:: TASK 1 ::
According to the Databricks pipeline text, what value does the serverless setting take when it is omitted?
:: TASK 2 ::
For each statement below, state whether it agrees with the Databricks pipeline text. Answer yes or no, and quote the deciding words of the text. (a) In the two-table example, the orders table uses SCD Type 2. (b) Both tables in that example inherit the top-level destination main.ingestion. (c) In that example, the customers table uses SCD Type 2.

Deploy the bundle with the Databricks CLI:

Shell
databricks bundle deploy
databricks bundle run integrated_cdc_job

For more information, see What are Declarative Automation Bundles?.

Python
from databricks.sdk import WorkspaceClient
from databricks.sdk.service.pipelines import (
    ConnectorType,
    IngestionConfig,
    IngestionPipelineDefinition,
    TableSpec,
)

w = WorkspaceClient()

pipeline = w.pipelines.create(
    name="<pipeline-name>",
    channel="PREVIEW",
    catalog="<destination-catalog>",
    schema="<destination-schema>",
    ingestion_definition=IngestionPipelineDefinition(
        connection_name="<unity-catalog-connection-name>",
        connector_type=ConnectorType.CDC,
        objects=[
            IngestionConfig(
                table=TableSpec(
                    source_catalog="<source-database>",
                    source_schema="<source-schema>",
                    source_table="<source-table>",
                    destination_catalog="<destination-catalog>",
                    destination_schema="<destination-schema>",
                )
            )
        ],
    ),
)

print(f"Pipeline created: {pipeline.pipeline_id}")

Shell
databricks pipelines create --json '{
  "name": "<pipeline-name>",
  "channel": "PREVIEW",
  "catalog": "<destination-catalog>",
  "schema": "<destination-schema>",
  "ingestion_definition": {
    "connection_name": "<unity-catalog-connection-name>",
    "connector_type": "CDC",
    "objects": [
      {
        "table": {
          "source_catalog": "<source-database>",
          "source_schema": "<source-schema>",
          "source_table": "<source-table>"
        }
      }
    ]
  }
}'

The following example replicates two tables from a SQL Server database. The customers table uses SCD Type 1, and the orders table uses SCD Type 2 (which requires SQL Server CDC on the source). Both inherit the top-level destination main.ingestion. The example omits serverless, which defaults to false (classic compute). Add "serverless": true to run on serverless compute instead.

Text
POST /api/2.0/pipelines

{
  "name": "my-integrated-cdc-pipeline",
  "channel": "PREVIEW",
  "catalog": "main",
  "schema": "ingestion",
  "ingestion_definition": {
    "connection_name": "my-sqlserver-connection",
    "connector_type": "CDC",
    "objects": [
      {
        "table": {
          "source_catalog": "my_database",
          "source_schema": "dbo",
          "source_table": "customers",
          "table_configuration": {
            "scd_type": "SCD_TYPE_1"

:: SOURCE DATA ::

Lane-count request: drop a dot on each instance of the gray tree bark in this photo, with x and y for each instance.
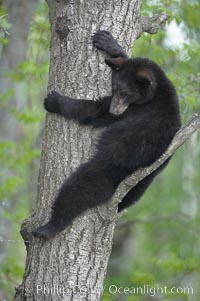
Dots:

:: REPLY 1 ::
It defaults to false, which means classic compute.

:: REPLY 2 ::
(a) Yes: "the orders table uses SCD Type 2"
(b) Yes: "Both inherit the top-level destination main.ingestion."
(c) No: "The customers table uses SCD Type 1"